___ TEXT BLOCK

Thursday, July 09, 2009

Victory in Iraq and More Paper Magic


A writer who goes by the name "Sardine," one of the crew Atrios has brought in so he can take occasional breaks, has a stronger stomach than I do, because he or she still watches cable news sometimes. He watched yesterday and reports:

Twas another day of non-stop cable news coverage of Jackson and Palin. Not sure they covered anything else really. I get that the death of the "king of pop" and Palin's somewhat surprising decision not to run for re-election are newsworthy items, but 24 hours a day...for days now.

Apparently nothing else is happening in the world right now. Nothing at all.


Actually, there is some marginalia happening, and though not as newsworthy as our finally getting Michael Jackson in the ground or chronicling the latest absurdity to issue from Sarah Palin's moosemeat pie hole, Iraqi celebrations of America's great victory in their country, and Wall Street's creative, innovative, cutting-edge solution to the financial meltdown and ensuing recession merit a brief mention.

______

Carry on the blog post about cable news coverage, picking up right after its last sentence. The records that come next are separate material, not part of the blog post.

___ SUPPLIED DATA

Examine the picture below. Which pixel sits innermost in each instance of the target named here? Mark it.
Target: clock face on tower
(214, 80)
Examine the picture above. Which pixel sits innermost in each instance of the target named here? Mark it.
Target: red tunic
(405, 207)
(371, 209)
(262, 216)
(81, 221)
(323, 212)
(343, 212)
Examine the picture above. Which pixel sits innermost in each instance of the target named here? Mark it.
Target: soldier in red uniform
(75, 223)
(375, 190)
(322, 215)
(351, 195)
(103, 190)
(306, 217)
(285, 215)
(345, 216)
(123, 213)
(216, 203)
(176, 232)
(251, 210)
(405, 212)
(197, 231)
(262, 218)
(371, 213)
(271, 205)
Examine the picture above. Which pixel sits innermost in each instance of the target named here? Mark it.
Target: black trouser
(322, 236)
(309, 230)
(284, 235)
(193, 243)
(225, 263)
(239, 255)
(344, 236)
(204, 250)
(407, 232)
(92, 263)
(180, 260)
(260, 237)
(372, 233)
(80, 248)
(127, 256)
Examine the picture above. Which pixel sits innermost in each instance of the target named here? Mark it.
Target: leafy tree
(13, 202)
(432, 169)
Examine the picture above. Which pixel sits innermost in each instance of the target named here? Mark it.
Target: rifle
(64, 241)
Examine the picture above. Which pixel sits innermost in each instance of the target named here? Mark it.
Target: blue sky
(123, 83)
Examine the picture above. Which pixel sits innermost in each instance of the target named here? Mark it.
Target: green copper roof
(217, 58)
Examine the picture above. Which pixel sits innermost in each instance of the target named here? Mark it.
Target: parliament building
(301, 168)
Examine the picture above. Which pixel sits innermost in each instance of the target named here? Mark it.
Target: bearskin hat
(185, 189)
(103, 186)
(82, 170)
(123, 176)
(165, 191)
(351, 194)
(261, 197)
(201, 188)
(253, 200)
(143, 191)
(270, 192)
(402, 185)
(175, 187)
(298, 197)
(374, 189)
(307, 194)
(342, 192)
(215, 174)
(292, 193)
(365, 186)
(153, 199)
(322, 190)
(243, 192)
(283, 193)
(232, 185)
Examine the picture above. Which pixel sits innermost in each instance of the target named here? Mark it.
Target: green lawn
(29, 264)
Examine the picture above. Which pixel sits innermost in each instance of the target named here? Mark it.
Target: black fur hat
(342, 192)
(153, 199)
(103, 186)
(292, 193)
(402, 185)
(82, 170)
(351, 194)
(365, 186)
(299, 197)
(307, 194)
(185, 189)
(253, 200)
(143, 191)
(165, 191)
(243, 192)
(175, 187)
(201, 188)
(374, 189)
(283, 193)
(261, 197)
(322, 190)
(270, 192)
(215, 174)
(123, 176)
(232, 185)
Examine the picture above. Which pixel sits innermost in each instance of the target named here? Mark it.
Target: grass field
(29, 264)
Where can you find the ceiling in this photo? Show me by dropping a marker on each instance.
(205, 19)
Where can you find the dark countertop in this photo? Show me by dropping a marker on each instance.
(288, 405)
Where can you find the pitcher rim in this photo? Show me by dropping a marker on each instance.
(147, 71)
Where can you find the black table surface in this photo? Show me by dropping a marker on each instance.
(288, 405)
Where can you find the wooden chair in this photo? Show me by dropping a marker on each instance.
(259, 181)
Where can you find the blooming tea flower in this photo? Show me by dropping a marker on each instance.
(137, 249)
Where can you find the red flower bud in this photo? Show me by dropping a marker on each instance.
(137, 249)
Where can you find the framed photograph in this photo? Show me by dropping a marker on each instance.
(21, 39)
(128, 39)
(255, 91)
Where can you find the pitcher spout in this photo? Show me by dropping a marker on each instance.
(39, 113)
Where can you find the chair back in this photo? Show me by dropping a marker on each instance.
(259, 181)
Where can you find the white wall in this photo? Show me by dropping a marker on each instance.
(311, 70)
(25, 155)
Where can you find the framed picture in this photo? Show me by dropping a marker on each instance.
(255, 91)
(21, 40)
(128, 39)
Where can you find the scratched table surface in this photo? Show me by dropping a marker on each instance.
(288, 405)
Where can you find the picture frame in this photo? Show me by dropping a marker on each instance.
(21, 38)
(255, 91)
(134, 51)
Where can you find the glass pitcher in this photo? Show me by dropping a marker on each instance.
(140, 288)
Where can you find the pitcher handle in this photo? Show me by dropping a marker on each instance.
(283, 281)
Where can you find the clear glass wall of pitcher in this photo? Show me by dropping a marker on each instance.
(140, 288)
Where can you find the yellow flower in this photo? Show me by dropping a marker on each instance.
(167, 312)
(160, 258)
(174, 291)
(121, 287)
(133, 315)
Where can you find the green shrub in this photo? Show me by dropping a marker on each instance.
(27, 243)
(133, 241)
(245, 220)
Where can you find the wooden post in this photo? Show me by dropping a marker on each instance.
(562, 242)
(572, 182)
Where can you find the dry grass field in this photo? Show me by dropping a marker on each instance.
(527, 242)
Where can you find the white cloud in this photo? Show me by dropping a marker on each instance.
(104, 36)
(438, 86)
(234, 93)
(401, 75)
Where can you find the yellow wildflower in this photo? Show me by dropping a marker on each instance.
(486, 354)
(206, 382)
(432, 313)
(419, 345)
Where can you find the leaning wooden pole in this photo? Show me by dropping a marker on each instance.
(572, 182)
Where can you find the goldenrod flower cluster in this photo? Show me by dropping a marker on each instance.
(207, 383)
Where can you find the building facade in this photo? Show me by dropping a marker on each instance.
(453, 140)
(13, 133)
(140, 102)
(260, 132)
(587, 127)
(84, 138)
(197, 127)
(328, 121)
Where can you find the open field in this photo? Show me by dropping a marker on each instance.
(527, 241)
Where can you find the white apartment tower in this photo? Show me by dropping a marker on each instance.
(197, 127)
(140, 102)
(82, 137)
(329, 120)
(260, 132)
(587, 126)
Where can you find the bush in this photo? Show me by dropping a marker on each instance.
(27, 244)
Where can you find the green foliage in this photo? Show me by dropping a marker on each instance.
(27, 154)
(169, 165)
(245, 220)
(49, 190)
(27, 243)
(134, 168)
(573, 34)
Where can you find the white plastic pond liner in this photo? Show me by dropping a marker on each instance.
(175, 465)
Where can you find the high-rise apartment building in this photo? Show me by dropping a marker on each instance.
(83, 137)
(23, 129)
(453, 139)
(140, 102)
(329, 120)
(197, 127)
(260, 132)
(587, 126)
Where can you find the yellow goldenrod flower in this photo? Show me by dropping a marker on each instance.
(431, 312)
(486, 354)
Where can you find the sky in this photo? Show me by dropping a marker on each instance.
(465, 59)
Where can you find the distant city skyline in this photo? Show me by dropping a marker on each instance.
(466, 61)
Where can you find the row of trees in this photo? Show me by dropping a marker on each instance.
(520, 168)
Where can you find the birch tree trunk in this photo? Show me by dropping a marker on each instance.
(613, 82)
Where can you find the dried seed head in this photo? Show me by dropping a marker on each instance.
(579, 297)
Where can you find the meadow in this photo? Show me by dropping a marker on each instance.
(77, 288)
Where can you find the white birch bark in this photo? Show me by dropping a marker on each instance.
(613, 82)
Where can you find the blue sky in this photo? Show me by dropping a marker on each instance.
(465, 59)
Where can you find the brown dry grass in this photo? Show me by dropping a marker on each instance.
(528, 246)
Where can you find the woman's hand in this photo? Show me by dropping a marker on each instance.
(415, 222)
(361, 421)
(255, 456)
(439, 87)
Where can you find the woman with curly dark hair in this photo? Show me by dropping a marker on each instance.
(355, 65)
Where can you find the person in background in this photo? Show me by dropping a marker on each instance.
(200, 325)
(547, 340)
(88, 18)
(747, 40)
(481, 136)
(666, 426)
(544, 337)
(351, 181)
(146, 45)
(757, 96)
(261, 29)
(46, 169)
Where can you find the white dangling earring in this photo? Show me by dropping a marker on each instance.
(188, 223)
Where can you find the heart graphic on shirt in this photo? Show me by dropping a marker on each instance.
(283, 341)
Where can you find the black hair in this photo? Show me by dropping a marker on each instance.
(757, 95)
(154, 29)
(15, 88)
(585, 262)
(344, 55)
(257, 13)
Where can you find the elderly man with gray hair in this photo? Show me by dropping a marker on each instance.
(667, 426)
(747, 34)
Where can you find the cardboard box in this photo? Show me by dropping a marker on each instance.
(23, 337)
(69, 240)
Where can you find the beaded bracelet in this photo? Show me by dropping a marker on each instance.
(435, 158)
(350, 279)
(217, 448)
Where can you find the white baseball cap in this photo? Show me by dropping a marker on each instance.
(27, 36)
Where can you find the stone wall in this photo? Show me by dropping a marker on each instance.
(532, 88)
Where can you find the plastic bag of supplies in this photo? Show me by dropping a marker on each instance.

______

• **RESPONSE BOX**:
Sectarian violence in Iraq continues to escalate in the wake of U.S. troops withdrawing from that country's cities. In the northern town of Tal Afar, a pair of coordinated suicide bombings killed at least 34 yesterday. A couple of improvised explosives went off near a market in Baghdad's Shiite enclave of Sadr City killing seven, and a dozen more died in a pair of car bombings near Shiite mosques in Mosul.

The New York Times has the full story. I'm sure the people of Iraq will be forever grateful to George W. Bush and his Merry Men plus Condoleezza for delivering them from the horrors they experienced under the regime of that brutal dictator Saddam Hussein.

Meanwhile, in other barely noticeable news, the Wall Street trading firm Morgan Stanley announced that it has come up with a partial solution for dealing with the enormous mountain of bad paper that caused the financial meltdown of '08, which precipitated the Great Recession. Lest anyone forget, all those worthless, mortgage-backed so-called "securities" are still on the banks' books as liabilities, are still effectively shutting down the credit market, and have stymied all government and private attempts to deal with them.

Morgan Stanley's solution is to repackage them and call them something else. Apparently this is intended to impart value to what are now totally worthless scraps of paper, and will enable Wall Street's Lords of Kapital to start working that old paper magic again, the same kind that gave us hallucinated affluence in the 90's and double-oughts, and has been our undoing.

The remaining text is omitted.